## Aim a
In the excerpt below about Trump, Putin and asbestos, list every sentence in the paragraph set inside quotation marks that ends with a question mark.

## Excerpted passage
Then Majority Leader Steny Hoyer gave me gallery passes at the time, and I was there the day Senator John McCain did his thumbs down and cast the deciding vote against the Republican bill to kill Obamacare by repealing the Affordable Care Act.

Republicans Fail to Repeal Obamacare: Where Do We Go From Here

What a world we’ve created, eh?

Back to the Asbestos Story

Meanwhile I was putting the asbestos story together. Rather than a straight story on the dangers of asbestos, which I figured very few people would read or share anyway, I included the Trump conflict of interest and the dangers it posed for members of the military and veterans. Some people on Facebook complained, but I could not let Newhouse off the hook either, since he is the one who created the myth of Trump’s glorious fake business acumen in the first place.

Si Newhouse2b - Talk About Connecting the Dots: Have I Offended the Mob?

Si Newhouse who gave us Trump, childhood friend of Roy Cohn, the mob fixer who also advised Trump: NAJ screen shot

It also became clear that Trump and Putin had created the fake summit about peace in Ukraine as a pretext to get together in person to talk about something else. Everything Trump says is a distraction to hide what he really cares about, MONEY! Putin needed to remind Trump of his debt to the Russian Mob, while at the same time giving him a photo op to boost his ratings and remain president-dictator-king of America, for whatever life he has left. So I wrote this:

“Do you wonder what they talked about in the limo? Could it have been Russian possession of a Trump-Epstein pedophile tape? Maybe they discussed how Trump was going to continue paying his debt to the Russian Mob for bailing out his Atlantic City casinos when no American bank would loan him money? Maybe they discussed their partnership in the only company left in the world selling asbestos, and how to get rid of those pesky E.P.A. regulations so they can sell it in the U.S. market? In the old world, before Trump, this would have been impeachable. Not with this Congress, on recess in August hiding from the Epstein files.”

## Aim b
Filter the rows below, keeping every line that contains the string "grass". Case counts.

## Record extracts
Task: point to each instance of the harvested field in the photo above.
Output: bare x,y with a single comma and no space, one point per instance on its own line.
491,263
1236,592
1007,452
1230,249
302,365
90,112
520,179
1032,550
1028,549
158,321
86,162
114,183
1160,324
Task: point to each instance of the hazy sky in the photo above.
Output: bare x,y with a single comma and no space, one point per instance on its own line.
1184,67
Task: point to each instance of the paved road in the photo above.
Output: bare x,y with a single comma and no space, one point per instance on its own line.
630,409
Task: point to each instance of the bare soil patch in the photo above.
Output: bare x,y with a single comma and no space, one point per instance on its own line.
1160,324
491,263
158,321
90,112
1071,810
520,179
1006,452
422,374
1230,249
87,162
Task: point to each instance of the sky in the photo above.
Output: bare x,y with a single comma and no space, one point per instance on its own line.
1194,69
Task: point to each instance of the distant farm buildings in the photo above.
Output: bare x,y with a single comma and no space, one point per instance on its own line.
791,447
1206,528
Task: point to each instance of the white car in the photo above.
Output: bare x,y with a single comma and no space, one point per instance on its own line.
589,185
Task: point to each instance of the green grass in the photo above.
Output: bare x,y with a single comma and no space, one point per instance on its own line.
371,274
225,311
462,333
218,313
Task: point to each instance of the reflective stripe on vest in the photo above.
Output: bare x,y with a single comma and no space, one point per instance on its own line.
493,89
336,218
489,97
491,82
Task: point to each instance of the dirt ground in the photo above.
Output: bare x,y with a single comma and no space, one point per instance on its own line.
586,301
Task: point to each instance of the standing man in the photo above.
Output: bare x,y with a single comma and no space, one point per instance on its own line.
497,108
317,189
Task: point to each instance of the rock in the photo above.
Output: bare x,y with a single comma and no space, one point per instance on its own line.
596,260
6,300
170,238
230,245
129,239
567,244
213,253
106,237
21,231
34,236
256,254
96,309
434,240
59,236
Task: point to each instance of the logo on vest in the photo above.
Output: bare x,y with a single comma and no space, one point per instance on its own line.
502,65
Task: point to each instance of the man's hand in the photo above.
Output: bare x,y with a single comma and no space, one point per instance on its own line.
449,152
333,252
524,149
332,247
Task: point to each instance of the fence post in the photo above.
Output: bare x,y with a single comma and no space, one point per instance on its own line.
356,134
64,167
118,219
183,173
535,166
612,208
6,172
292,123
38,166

## Expected answer a
- Do you wonder what they talked about in the limo?
- Could it have been Russian possession of a Trump-Epstein pedophile tape?
- Maybe they discussed how Trump was going to continue paying his debt to the Russian Mob for bailing out his Atlantic City casinos when no American bank would loan him money?
- Maybe they discussed their partnership in the only company left in the world selling asbestos, and how to get rid of those pesky E.P.A. regulations so they can sell it in the U.S. market?

## Expected answer b
Task: point to each instance of the green grass in the photo above.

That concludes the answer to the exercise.